### INSTRUCTIONS TO FOLLOW
Using the entries below, transcribe exactly the line containing "Could you please point out the wet" and each line that follows it to the end.

### RECORDS FOR PROCESSING
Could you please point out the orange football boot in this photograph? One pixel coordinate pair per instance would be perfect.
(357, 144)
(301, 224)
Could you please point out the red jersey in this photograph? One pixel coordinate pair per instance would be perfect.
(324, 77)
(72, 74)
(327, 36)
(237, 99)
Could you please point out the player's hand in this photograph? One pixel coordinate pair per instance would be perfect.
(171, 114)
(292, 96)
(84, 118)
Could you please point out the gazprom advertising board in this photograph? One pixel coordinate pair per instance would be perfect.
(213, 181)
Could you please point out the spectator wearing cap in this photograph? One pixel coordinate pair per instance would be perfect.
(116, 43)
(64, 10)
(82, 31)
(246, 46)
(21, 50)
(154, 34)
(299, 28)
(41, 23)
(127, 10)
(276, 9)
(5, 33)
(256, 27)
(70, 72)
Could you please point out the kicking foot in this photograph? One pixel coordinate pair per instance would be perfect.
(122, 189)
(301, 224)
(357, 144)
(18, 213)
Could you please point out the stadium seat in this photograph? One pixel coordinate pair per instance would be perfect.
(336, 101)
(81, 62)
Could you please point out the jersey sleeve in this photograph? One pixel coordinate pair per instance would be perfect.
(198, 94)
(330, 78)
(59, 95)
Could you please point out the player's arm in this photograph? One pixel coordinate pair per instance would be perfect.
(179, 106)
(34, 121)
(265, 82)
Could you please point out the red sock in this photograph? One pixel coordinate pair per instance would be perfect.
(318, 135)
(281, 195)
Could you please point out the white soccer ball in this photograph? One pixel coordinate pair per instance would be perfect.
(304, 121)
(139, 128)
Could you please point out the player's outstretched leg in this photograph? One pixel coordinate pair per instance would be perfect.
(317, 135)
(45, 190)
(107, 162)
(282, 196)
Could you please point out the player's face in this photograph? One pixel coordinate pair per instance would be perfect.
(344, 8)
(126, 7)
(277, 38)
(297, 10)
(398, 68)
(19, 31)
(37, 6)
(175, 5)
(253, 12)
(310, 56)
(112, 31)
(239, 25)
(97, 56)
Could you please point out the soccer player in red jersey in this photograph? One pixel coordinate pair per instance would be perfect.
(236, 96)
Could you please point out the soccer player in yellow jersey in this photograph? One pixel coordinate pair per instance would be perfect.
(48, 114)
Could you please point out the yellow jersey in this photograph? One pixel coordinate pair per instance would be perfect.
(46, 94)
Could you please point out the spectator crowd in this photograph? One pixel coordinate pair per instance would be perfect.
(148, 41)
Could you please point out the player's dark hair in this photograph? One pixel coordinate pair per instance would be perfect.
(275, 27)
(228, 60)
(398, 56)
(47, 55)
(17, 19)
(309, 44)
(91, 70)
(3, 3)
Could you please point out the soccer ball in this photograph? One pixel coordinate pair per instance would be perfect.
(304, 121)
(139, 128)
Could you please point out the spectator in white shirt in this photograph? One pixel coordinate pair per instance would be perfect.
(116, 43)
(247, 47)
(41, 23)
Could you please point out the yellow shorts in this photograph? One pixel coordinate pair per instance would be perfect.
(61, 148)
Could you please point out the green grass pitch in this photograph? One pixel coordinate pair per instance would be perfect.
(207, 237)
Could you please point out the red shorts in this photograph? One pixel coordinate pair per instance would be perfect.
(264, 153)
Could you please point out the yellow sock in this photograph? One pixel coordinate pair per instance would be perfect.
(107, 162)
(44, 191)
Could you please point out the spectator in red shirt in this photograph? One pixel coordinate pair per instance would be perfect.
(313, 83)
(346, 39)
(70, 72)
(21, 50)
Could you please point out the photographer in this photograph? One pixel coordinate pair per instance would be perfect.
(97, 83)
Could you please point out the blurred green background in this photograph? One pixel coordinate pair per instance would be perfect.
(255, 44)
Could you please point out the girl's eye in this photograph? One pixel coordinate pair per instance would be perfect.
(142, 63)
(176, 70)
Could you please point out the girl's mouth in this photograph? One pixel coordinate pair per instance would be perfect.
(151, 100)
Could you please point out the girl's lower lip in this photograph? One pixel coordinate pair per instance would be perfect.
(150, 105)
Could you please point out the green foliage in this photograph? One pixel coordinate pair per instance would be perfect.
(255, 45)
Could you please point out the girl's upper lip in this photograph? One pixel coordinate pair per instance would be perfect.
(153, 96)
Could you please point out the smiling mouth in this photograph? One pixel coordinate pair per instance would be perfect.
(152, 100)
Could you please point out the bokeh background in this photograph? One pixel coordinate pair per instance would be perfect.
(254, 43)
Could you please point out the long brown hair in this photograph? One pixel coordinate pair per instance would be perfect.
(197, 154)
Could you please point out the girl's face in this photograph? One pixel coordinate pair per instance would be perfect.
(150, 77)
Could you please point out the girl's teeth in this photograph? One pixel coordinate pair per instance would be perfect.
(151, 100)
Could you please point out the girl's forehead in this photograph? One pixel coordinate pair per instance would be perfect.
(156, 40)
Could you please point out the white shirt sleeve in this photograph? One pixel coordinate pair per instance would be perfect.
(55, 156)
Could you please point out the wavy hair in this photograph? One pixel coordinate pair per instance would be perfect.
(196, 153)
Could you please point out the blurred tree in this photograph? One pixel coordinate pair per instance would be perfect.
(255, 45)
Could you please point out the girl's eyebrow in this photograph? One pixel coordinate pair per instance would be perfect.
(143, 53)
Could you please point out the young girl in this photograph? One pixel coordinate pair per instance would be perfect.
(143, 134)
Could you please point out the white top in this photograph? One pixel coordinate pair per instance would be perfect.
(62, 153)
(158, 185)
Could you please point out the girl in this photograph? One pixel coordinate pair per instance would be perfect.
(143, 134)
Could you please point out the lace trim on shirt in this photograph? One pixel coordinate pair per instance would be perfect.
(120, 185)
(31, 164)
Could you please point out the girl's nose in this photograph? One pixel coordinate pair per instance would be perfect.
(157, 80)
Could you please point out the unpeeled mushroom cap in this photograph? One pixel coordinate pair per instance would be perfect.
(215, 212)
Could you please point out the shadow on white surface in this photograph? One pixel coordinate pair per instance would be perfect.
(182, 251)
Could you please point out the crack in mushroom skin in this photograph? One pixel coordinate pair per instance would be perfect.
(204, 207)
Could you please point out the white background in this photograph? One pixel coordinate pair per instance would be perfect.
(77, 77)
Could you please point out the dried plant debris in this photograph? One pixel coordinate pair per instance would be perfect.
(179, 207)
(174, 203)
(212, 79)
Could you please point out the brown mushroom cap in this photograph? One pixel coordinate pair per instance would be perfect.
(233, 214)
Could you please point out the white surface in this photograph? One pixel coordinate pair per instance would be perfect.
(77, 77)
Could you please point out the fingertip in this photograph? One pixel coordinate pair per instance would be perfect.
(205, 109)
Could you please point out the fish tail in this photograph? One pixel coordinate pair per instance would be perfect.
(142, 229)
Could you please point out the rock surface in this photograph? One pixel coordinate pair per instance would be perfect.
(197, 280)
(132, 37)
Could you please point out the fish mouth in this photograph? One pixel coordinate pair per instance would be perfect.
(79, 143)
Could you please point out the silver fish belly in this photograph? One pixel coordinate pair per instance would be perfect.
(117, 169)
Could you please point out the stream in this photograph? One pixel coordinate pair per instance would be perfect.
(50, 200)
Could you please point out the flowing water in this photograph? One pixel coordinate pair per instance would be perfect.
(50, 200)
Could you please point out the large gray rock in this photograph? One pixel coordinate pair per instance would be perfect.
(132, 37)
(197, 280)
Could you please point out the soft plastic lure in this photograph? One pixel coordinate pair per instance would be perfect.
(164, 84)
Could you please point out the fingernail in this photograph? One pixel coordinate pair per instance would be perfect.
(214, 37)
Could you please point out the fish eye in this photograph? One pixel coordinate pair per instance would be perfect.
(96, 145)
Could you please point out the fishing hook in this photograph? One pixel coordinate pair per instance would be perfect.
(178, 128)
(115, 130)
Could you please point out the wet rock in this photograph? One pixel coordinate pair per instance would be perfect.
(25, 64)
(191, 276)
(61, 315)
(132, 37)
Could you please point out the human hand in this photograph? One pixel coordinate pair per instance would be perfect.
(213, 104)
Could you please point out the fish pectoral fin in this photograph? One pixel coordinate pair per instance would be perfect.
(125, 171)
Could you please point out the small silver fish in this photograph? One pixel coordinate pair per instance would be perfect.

### CORRECT OUTPUT
Could you please point out the wet rock in this photograph? One pixel coordinate pair per instance would be perfect.
(25, 64)
(191, 276)
(61, 315)
(132, 37)
Could you please point out the human hand in this photograph? One pixel coordinate pair per instance would be perfect.
(213, 104)
Could you please point out the fish pectoral fin in this photograph? One pixel coordinate pair per instance would be perfect.
(125, 171)
Could you please point out the small silver fish in this photograph? One pixel coordinate pair per instance would be perfect.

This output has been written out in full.